1.34 landschappelijke waarde:

waarden in landschappelijk-esthetische en geomorfologische zin;

1.35 normaal onderhoud:

het onderhoud van bestaande objecten c.q. de grond dat, gelet op de bestemming, noodzakelijk is voor een goed beheer en gebruik van de gronden en gebouwen;

1.36 ondergeschikt bouwdeel:

een buiten de gevel of dakvlakken uitstekend ondergeschikt deel van een bouwwerk, zoals een balustrade of dakkapel, met uitzondering van een uitgebouwd gedeelte van een gebouw dat dient ter uitbreiding van het oppervlak;

1.37 overkapping:

een bouwwerk met een open constructie zonder eigen wanden;

1.38 peil:

  1. a. voor bebouwing in geaccidenteerd terrein voor zover de bebouwing met de gevel is gericht naar het openbare gebied waarop het bouwperceel ontsloten wordt (de dijk) en is gesitueerd op of binnen een afstand van 3 m uit de grens van het openbaar gebied: 35 cm boven de kruin van de dijk;
  2. b. voor overige bebouwing in geaccidenteerd terrein: de bestaande gemiddelde bouwhoogte van het terrein op het punt waar dit direct grenst aan de gevel welke is gericht naar het openbare gebied waarop het bouwperceel ontsloten wordt;
  3. c. voor een bouwwerk op een bouwperceel in niet geaccidenteerd terrein, waarvan de hoofdtoegang aan een weg grenst, mits het gebouw op een afstand van niet meer dan 20 m van die weg is gelegen: 35 cm boven de kruin van die weg ter plaatse van de hoofdtoegang;
  4. d. indien in of op het water wordt gebouwd: de hoogte van het terrein ter plaatse van het meest nabijgelegen punt waar het water grenst aan het vaste land;
  5. e. voor overige bouwwerken, geen gebouwen zijnde: de gemiddelde hoogte van het aansluitend terrein;

1.39 seksinrichting:

de voor het publiek toegankelijke besloten ruimte waarin bedrijfsmatig, of in de omvang alsof zij bedrijfsmatig was, seksuele handelingen worden verricht, of vertoningen van erotisch/pornografische aard plaatsvinden. Onder seksinrichting wordt in ieder geval verstaan: een prostitutiebedrijf, alsmede een erotische massagesalon, een seksbioscoop, seksautomatenhal, sekstheater of een parenclub, al dan niet in combinatie met elkaar;

1.40 wetten en besluiten:

indien en voor zover in deze regels wordt verwezen naar wettelijke regelingen, besluiten c.q. verordeningen e.d., dienen deze regelingen te worden gelezen zoals deze luiden op het tijdstip van de tervisielegging van het ontwerpplan, tenzij anders bepaald.

────────────────

§ Werkinstructie
Typ uit de begripsbepalingen letterlijk het stuk over dat begint met "indien en voor" en doorloopt tot en met "tenzij anders bepaald.". Het materiaal staat helemaal los van de begripsbepalingen.

§ Getoonde gegevens
────────────────

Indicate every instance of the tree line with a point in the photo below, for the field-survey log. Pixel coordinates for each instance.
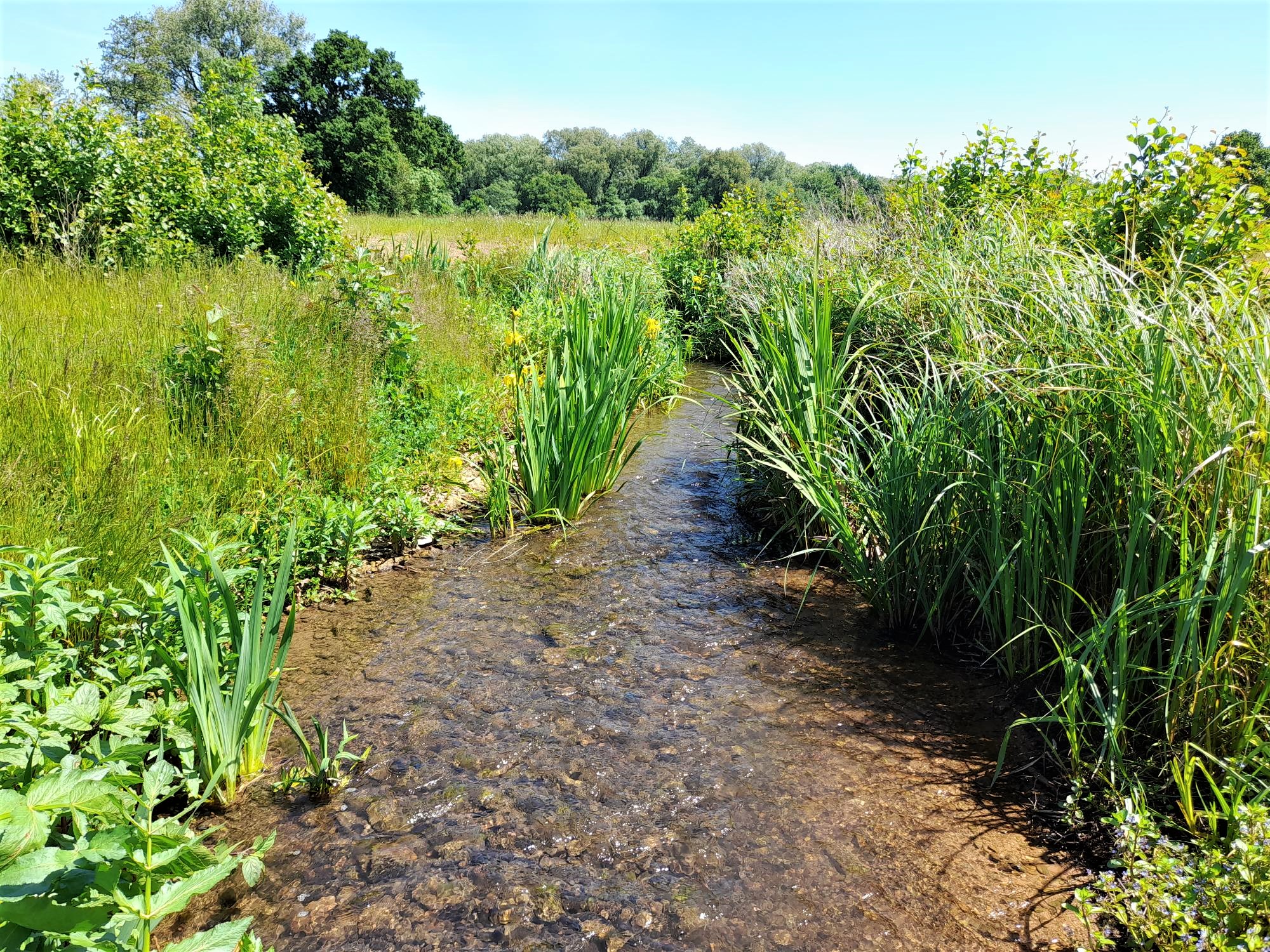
(368, 136)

────────────────

§ Resultaat
indien en voor zover in deze regels wordt verwezen naar wettelijke regelingen, besluiten c.q. verordeningen e.d., dienen deze regelingen te worden gelezen zoals deze luiden op het tijdstip van de tervisielegging van het ontwerpplan, tenzij anders bepaald.